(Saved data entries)

----------------

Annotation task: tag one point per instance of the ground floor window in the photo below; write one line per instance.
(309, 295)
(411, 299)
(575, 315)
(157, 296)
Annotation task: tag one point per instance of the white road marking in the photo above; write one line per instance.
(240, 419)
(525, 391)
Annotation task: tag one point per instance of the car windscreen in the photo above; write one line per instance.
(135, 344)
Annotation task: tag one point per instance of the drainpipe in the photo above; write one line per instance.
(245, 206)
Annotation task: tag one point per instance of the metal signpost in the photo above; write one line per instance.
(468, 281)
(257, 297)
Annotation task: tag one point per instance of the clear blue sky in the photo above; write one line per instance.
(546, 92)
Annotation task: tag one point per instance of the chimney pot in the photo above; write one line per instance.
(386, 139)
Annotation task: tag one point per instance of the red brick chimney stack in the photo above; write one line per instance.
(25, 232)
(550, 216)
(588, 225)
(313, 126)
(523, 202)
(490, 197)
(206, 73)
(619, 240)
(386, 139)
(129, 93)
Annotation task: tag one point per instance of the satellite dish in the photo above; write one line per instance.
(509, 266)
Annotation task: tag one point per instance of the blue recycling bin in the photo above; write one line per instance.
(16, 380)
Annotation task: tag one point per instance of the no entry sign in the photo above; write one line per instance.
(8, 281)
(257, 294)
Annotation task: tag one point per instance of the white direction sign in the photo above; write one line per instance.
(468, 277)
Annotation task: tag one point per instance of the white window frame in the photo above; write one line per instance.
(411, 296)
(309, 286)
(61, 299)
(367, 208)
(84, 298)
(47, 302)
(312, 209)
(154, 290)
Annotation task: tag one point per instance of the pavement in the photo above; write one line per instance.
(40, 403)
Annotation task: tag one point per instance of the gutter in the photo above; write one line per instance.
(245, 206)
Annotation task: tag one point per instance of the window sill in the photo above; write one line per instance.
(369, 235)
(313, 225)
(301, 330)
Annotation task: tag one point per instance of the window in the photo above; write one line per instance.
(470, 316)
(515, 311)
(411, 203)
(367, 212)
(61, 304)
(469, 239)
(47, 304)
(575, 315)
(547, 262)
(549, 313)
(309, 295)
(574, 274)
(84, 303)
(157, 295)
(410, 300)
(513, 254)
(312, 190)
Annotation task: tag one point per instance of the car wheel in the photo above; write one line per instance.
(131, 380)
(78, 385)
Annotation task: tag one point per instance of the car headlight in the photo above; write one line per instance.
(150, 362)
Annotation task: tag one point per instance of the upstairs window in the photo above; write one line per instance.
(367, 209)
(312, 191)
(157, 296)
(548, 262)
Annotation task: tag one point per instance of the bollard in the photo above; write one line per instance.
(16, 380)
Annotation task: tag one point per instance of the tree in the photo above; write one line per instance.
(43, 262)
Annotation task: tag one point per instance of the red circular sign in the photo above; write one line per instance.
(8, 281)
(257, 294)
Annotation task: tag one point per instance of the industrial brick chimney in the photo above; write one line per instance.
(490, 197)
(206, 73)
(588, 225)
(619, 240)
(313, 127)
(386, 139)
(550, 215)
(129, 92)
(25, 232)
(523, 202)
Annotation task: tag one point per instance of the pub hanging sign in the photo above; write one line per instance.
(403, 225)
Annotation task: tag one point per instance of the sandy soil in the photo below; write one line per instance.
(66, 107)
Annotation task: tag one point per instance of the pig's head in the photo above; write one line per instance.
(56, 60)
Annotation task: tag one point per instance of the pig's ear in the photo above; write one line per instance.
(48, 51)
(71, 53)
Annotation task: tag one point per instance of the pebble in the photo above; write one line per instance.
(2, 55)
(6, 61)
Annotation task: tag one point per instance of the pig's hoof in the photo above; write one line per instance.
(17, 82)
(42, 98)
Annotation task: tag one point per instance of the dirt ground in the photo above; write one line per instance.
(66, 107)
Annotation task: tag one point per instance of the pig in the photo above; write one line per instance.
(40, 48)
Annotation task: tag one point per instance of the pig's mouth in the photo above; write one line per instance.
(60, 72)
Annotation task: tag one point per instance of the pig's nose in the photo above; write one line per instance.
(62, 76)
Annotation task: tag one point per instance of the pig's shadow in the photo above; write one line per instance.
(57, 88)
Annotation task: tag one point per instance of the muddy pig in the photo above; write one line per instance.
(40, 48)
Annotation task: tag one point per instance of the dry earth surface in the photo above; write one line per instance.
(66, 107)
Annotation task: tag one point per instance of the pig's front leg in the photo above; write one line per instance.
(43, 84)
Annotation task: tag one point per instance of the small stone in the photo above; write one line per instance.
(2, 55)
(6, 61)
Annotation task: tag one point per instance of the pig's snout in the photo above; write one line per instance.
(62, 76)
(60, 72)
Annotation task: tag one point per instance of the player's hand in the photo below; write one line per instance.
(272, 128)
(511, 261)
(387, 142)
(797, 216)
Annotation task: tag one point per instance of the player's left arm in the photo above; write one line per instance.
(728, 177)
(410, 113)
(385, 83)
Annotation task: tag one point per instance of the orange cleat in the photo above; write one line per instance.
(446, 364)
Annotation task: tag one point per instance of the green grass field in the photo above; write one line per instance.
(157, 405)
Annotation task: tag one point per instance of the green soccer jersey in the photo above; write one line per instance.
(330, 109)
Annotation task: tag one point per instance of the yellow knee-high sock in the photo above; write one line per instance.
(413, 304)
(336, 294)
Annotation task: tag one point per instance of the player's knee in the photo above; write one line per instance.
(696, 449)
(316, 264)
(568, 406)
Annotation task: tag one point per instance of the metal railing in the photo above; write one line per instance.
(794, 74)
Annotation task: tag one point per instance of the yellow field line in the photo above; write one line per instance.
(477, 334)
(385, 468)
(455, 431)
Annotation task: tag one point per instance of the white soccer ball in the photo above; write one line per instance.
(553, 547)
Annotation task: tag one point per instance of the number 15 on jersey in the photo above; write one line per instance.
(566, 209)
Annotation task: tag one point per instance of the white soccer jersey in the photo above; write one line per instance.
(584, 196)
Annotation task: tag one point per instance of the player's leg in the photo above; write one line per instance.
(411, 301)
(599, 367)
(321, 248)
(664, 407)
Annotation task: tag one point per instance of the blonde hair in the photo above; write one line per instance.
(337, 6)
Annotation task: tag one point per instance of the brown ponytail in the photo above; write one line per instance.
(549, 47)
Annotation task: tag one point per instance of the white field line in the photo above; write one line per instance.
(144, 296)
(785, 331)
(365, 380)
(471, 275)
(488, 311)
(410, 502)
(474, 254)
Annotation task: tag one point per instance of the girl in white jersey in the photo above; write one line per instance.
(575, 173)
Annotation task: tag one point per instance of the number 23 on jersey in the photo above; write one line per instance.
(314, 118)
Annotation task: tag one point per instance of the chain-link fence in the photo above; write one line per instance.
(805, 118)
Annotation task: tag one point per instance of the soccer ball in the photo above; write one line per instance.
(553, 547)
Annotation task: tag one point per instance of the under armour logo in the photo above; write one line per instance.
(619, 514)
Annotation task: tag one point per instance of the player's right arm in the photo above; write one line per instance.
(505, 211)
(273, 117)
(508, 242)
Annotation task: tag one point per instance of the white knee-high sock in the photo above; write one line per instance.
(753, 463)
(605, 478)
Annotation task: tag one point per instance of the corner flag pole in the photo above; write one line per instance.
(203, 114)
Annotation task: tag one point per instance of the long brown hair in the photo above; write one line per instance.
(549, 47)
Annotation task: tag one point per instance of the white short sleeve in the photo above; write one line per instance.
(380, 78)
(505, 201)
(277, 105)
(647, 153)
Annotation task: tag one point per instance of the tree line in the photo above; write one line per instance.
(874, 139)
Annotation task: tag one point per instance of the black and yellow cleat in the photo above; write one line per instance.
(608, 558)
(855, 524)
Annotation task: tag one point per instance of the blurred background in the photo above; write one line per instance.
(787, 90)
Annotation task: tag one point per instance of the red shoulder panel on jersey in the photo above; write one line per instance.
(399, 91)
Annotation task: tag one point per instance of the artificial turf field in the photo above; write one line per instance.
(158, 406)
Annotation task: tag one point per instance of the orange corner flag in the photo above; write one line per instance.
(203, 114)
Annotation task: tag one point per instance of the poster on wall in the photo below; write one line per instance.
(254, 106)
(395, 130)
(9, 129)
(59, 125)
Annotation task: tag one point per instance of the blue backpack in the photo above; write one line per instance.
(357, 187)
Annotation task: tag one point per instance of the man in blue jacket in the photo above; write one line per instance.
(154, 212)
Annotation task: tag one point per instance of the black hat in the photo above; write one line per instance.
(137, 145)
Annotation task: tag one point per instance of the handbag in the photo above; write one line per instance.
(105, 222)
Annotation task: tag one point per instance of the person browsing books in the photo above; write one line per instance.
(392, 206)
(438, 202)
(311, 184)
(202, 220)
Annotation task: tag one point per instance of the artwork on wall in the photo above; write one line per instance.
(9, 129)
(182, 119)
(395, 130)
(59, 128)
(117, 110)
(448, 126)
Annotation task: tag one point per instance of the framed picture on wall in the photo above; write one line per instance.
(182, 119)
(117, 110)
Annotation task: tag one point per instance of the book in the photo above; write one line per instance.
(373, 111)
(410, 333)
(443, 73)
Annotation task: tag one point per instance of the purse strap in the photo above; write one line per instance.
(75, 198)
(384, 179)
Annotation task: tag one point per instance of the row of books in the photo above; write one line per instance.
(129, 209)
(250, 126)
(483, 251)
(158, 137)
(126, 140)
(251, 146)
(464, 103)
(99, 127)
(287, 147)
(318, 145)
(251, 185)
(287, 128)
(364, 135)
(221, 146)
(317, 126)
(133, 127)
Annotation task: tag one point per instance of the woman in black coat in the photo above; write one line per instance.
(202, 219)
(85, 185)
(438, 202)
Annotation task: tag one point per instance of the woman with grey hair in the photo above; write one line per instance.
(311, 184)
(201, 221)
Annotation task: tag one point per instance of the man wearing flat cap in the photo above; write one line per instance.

----------------

■ Work task: This exercise asks for an exact repeat of the lines from the one holding "Annotation task: tag one point per instance of the book" through the end of the data above.

■ Output below:
Annotation task: tag one point per instance of the book in the photo above; write one line per instance.
(373, 111)
(410, 333)
(443, 73)
Annotation task: tag one point per instance of the purse strap in the photo above; write one line per instance.
(75, 198)
(384, 179)
Annotation task: tag one point per instance of the row of books in the photo above; write one line per instance.
(129, 209)
(250, 126)
(483, 251)
(158, 137)
(126, 140)
(251, 146)
(464, 103)
(99, 127)
(287, 147)
(318, 145)
(251, 185)
(287, 128)
(364, 135)
(221, 146)
(317, 126)
(133, 127)
Annotation task: tag one point per instance of the woman in black coat in the photo above; write one line per instance.
(202, 219)
(85, 185)
(438, 202)
Annotation task: tag one point per instance of the woman with grey hair in the photo above; write one line per instance.
(311, 184)
(201, 221)
Annotation task: tag one point per instance of the man wearing flat cap in the photo above; write one line per instance.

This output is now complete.